WRITTEN EXERCISE
Write the lines below as a JSON list of strings, one string per line, leaving out the blank lines.

TASK INPUTS
-------------------------

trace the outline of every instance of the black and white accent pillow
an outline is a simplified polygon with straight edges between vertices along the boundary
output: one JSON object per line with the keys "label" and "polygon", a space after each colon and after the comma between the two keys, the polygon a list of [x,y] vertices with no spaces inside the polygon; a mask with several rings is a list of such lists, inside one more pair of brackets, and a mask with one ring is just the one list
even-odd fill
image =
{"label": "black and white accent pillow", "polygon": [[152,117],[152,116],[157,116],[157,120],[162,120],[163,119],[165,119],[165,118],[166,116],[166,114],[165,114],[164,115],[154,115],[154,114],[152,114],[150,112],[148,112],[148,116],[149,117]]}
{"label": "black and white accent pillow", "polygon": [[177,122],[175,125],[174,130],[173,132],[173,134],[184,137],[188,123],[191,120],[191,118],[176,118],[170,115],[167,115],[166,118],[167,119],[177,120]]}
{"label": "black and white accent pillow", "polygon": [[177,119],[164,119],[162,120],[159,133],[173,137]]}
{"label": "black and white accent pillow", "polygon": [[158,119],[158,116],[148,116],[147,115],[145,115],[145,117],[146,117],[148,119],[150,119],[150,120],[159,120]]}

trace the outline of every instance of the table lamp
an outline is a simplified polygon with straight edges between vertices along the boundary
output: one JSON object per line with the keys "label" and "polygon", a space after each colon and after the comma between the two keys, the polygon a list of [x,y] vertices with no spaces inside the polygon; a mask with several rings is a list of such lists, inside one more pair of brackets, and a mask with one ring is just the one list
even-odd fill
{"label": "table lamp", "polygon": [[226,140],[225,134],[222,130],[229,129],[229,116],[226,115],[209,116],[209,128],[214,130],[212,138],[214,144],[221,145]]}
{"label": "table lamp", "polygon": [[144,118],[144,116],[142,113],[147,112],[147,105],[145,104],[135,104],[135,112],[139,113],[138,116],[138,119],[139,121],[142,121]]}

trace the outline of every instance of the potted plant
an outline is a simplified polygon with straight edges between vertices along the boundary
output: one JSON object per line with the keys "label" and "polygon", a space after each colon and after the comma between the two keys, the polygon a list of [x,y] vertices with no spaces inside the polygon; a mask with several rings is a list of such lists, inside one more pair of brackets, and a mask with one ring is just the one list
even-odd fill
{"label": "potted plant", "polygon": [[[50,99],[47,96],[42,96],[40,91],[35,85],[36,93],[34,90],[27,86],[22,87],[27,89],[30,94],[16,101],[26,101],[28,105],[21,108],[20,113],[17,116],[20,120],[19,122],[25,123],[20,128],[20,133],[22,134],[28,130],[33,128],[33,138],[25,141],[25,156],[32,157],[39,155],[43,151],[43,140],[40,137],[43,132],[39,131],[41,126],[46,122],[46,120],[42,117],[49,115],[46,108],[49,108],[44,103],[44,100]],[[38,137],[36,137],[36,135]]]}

-------------------------

ANSWER IN FULL
[
  "trace the outline of every instance of the black and white accent pillow",
  "an outline is a simplified polygon with straight edges between vertices along the boundary",
  "output: one JSON object per line with the keys \"label\" and \"polygon\", a space after each colon and after the comma between the two keys, the polygon a list of [x,y] vertices with no spaces inside the polygon; a mask with several rings is a list of such lists, inside one more pair of brackets, and a mask with one ring is just the one list",
  "even-odd fill",
  "image =",
  "{\"label\": \"black and white accent pillow\", \"polygon\": [[152,117],[152,116],[157,116],[157,120],[162,120],[163,119],[165,119],[165,118],[166,116],[166,114],[165,114],[164,115],[154,115],[154,114],[152,114],[150,112],[148,112],[148,116],[149,117]]}",
  "{\"label\": \"black and white accent pillow\", \"polygon\": [[177,122],[175,125],[174,130],[173,132],[173,134],[184,137],[188,123],[191,120],[191,118],[176,118],[170,115],[167,115],[166,118],[167,119],[177,120]]}",
  "{\"label\": \"black and white accent pillow\", \"polygon\": [[177,119],[164,119],[162,120],[159,133],[173,137]]}",
  "{\"label\": \"black and white accent pillow\", \"polygon\": [[158,119],[158,116],[148,116],[147,115],[145,115],[145,117],[146,117],[148,119],[150,119],[150,120],[159,120]]}",
  "trace the outline of every instance of the table lamp",
  "an outline is a simplified polygon with straight edges between vertices along the boundary",
  "output: one JSON object per line with the keys \"label\" and \"polygon\", a space after each colon and after the comma between the two keys, the polygon a list of [x,y] vertices with no spaces inside the polygon; a mask with several rings is a list of such lists, inside one more pair of brackets, and a mask with one ring is just the one list",
  "even-odd fill",
  "{\"label\": \"table lamp\", \"polygon\": [[226,140],[225,134],[222,130],[229,129],[229,116],[226,115],[209,116],[209,128],[214,130],[212,138],[214,144],[221,145]]}",
  "{\"label\": \"table lamp\", \"polygon\": [[144,118],[144,116],[142,113],[147,112],[147,105],[145,104],[135,104],[135,112],[139,113],[138,116],[138,119],[139,121],[142,121]]}",
  "trace the outline of every instance of the potted plant",
  "an outline is a simplified polygon with straight edges between vertices along the boundary",
  "output: one JSON object per line with the keys \"label\" and \"polygon\", a space after each colon and after the comma between the two keys, the polygon a list of [x,y] vertices with no spaces inside the polygon; a mask with several rings is a list of such lists, inside one more pair of brackets, and a mask with one ring is just the one list",
  "even-odd fill",
  "{\"label\": \"potted plant\", \"polygon\": [[[50,99],[47,96],[42,96],[40,91],[35,85],[36,93],[34,90],[27,86],[22,87],[27,89],[30,94],[16,101],[26,101],[28,105],[21,108],[20,113],[17,116],[20,120],[19,122],[25,123],[20,128],[20,133],[22,134],[28,130],[33,128],[33,138],[25,141],[25,156],[32,157],[39,155],[43,151],[43,140],[40,137],[43,132],[39,131],[41,126],[46,122],[46,120],[42,117],[49,115],[46,108],[49,108],[44,103],[44,100]],[[38,137],[36,137],[36,135]]]}"
]